> [About this exercise] Exact duplicates of all the records are needed.

> [Records for this task]
----

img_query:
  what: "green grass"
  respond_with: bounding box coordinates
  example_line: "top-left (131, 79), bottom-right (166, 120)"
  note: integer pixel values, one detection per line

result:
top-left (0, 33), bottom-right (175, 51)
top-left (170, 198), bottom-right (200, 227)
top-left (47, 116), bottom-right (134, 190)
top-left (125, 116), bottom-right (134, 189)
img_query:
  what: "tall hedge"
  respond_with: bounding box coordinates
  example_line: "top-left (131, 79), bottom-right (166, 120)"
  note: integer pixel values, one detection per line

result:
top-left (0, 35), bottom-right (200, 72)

----

> [Solution]
img_query:
  what: "green grass"
  respond_with: bounding box coordinates
  example_line: "top-left (131, 79), bottom-right (166, 120)"
  note: integer pixel values, one detection per line

result:
top-left (0, 33), bottom-right (175, 51)
top-left (170, 198), bottom-right (200, 227)
top-left (47, 116), bottom-right (134, 190)
top-left (125, 116), bottom-right (134, 189)
img_query:
  what: "tall hedge"
  respond_with: bounding box coordinates
  example_line: "top-left (131, 79), bottom-right (166, 120)"
  note: integer pixel values, one detection per line

result:
top-left (0, 35), bottom-right (200, 72)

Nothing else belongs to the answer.